*WHAT NEEDS TO BE DONE*
Format all of the data below as a numbered list, leaving out any blank lines.

--- START OF EXERCISE MATERIAL ---

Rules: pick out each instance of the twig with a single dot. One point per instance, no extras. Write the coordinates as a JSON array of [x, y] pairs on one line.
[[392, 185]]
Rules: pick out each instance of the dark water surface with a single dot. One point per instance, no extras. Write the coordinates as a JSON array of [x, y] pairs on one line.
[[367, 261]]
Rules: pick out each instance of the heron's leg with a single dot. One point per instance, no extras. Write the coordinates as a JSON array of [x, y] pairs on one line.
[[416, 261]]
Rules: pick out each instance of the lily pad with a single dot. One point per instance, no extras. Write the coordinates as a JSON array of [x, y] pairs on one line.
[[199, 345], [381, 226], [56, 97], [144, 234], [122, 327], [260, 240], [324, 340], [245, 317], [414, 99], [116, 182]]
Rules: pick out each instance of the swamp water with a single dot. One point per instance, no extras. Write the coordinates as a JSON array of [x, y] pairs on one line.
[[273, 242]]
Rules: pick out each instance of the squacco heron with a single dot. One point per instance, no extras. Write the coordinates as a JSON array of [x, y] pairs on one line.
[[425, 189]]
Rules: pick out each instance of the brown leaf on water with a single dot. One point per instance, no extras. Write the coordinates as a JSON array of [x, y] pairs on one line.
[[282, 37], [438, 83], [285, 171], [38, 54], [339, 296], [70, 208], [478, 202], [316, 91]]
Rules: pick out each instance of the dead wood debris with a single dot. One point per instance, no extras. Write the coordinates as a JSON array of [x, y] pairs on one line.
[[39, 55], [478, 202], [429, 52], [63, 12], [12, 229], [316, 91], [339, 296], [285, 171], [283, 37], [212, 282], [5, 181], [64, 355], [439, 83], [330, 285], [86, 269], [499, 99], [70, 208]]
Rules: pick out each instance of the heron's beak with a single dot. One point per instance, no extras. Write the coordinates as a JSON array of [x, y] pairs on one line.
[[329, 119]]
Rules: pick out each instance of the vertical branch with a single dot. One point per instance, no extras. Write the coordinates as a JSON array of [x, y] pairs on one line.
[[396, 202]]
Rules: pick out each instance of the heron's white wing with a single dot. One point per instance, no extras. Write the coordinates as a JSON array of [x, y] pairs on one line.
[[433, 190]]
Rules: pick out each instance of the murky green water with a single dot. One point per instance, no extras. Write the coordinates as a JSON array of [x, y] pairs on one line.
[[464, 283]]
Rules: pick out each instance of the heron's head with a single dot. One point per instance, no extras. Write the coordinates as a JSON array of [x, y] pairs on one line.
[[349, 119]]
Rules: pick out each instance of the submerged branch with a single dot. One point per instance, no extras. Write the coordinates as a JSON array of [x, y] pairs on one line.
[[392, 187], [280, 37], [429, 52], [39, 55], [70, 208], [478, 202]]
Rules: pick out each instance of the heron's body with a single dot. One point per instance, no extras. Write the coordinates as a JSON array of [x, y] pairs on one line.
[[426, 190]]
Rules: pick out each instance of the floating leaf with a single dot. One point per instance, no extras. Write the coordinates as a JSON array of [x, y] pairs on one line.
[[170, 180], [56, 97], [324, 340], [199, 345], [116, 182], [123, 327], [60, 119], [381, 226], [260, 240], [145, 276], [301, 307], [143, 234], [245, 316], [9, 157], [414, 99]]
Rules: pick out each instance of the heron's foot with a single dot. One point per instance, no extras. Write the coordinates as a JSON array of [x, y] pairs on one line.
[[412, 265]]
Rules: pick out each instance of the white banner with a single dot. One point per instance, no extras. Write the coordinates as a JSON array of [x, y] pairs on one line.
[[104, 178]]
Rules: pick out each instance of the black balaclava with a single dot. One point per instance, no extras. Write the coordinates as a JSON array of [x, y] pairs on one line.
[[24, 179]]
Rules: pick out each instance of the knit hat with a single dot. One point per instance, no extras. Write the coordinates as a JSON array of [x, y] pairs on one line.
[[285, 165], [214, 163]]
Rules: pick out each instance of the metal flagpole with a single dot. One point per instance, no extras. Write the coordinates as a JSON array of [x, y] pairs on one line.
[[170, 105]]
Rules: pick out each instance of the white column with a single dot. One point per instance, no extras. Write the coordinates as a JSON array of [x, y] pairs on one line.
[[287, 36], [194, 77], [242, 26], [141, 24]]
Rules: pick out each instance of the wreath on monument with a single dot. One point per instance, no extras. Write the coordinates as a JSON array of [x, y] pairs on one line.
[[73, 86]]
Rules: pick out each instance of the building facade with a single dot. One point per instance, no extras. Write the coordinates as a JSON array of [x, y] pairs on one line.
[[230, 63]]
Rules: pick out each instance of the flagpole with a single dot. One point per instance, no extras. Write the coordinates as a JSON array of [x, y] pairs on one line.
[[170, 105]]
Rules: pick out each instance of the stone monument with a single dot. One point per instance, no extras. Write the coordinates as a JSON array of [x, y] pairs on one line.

--- END OF EXERCISE MATERIAL ---

*WRITTEN ANSWER*
1. Rules: pick out each instance of the twig with a single dot. One point per instance, no extras. Write the coordinates as a JSON array of [x, y] pairs on one line.
2. [[392, 185]]
3. Rules: pick out each instance of the dark water surface with a single dot. One point per instance, no extras. Write the coordinates as a JSON array of [x, y] pairs on one line.
4. [[367, 261]]
5. Rules: pick out each instance of the heron's leg with a single dot. One point per instance, no extras. Write the coordinates as a JSON array of [x, y] pairs on one line.
6. [[416, 261]]
7. Rules: pick out each instance of the lily pad with a single dot. One point per instance, no extras. Write the coordinates as a JSON array of [x, y] pairs on one line.
8. [[199, 345], [381, 226], [56, 97], [144, 234], [122, 327], [260, 240], [324, 340], [245, 317], [414, 99], [116, 182]]
9. Rules: pick out each instance of the swamp water with a single dot. One point per instance, no extras. Write the coordinates as a JSON array of [x, y] pairs on one line.
10. [[273, 242]]
11. Rules: pick out each instance of the squacco heron with a single dot. One point per instance, no extras. Write the coordinates as a JSON array of [x, y] pairs on one line.
12. [[425, 189]]
13. Rules: pick out each instance of the brown leaf on water with a single dot. One point per instance, no extras. Write the coordinates as a JSON array of [x, y] pairs on one line.
14. [[282, 37], [438, 83], [285, 171], [38, 54], [339, 296], [70, 208], [478, 202], [316, 91]]
15. Rules: pick out each instance of the dead wood debris with a single dot. One point per instance, no extras. Write the coordinates as a JSON array of [x, y] pairs on one line.
16. [[39, 55], [478, 202], [429, 52], [63, 12], [12, 229], [316, 91], [339, 296], [285, 171], [283, 37], [212, 282], [5, 181], [64, 355], [439, 83], [330, 285], [86, 269], [499, 99], [70, 208]]
17. Rules: pick out each instance of the heron's beak with a single dot. One point per instance, no extras. Write the coordinates as a JSON array of [x, y] pairs on one line.
18. [[329, 119]]
19. Rules: pick out each instance of the vertical branch with a single dot. One point per instance, no extras. Write the coordinates as a JSON array of [x, y] pairs on one line.
20. [[396, 202]]
21. Rules: pick out each instance of the heron's white wing with a single dot. One point per instance, no extras. Write the coordinates as a JSON array of [x, y] pairs on one line.
22. [[433, 190]]
23. Rules: pick out each instance of the murky green water with a single dot. One point per instance, no extras. Write the coordinates as a JSON array of [x, y] pairs on one line.
24. [[464, 283]]
25. Rules: pick out each instance of the heron's head with a single dot. One point per instance, no extras. Write the coordinates as a JSON array of [x, y] pairs on one line.
26. [[349, 119]]
27. Rules: pick out each instance of the submerged branch with a single dot. One point per instance, no extras. Write the coordinates as a JSON array of [x, y] pairs on one line.
28. [[392, 187], [280, 37], [429, 52], [39, 55], [70, 208], [478, 202]]
29. Rules: pick out each instance of the heron's body with a single dot. One point per instance, no extras. Write the coordinates as a JSON array of [x, y] pairs on one line.
30. [[426, 190]]
31. Rules: pick out each instance of the floating leaf with a single dot. One point per instance, no extras. Write the coordinates as a JSON array of [x, y] pairs on one line.
32. [[170, 180], [56, 97], [324, 340], [199, 345], [116, 182], [123, 327], [60, 119], [381, 226], [260, 240], [145, 276], [301, 307], [143, 234], [245, 316], [9, 157], [414, 99]]
33. Rules: pick out each instance of the heron's foot with a single dot. One point per instance, no extras. Write the coordinates as a JSON array of [x, y] pairs on one line.
34. [[412, 265]]
35. Rules: pick out each instance of the white banner with a single dot. One point per instance, no extras. Write the coordinates as a JSON array of [x, y] pairs on one line.
36. [[104, 178]]
37. Rules: pick out each instance of the black balaclava with a single dot. One point per instance, no extras. Write the coordinates as a JSON array of [x, y] pairs on one line.
38. [[24, 179]]
39. Rules: pick out each instance of the knit hat with a single dot. One point per instance, no extras. Write the coordinates as a JSON array of [x, y] pairs on one line.
40. [[285, 165], [214, 163]]
41. Rules: pick out each instance of the metal flagpole with a single dot. One point per instance, no extras. Write the coordinates as a JSON array of [x, y] pairs on one line.
42. [[170, 105]]
43. Rules: pick out each instance of the white column with a single dot. One point per instance, no extras. Write the coordinates as a JSON array of [x, y] pairs on one line.
44. [[287, 36], [194, 77], [242, 26], [141, 24]]
45. Rules: pick out each instance of the wreath on monument with a single dot. One point per instance, no extras. Write the coordinates as a JSON array of [x, y] pairs on one line.
46. [[73, 86]]
47. Rules: pick out each instance of the building facade with a single dot. One point per instance, no extras. Write the coordinates as a JSON array of [x, y] pairs on one line.
48. [[230, 63]]
49. Rules: pick out each instance of the flagpole with a single dot. One point per instance, no extras. Write the coordinates as a JSON array of [x, y] pairs on one line.
50. [[170, 105]]
51. Rules: pick out each instance of the stone monument with a single dot. One point per instance, no extras. Write the coordinates as a JSON array of [x, y] pairs on one line.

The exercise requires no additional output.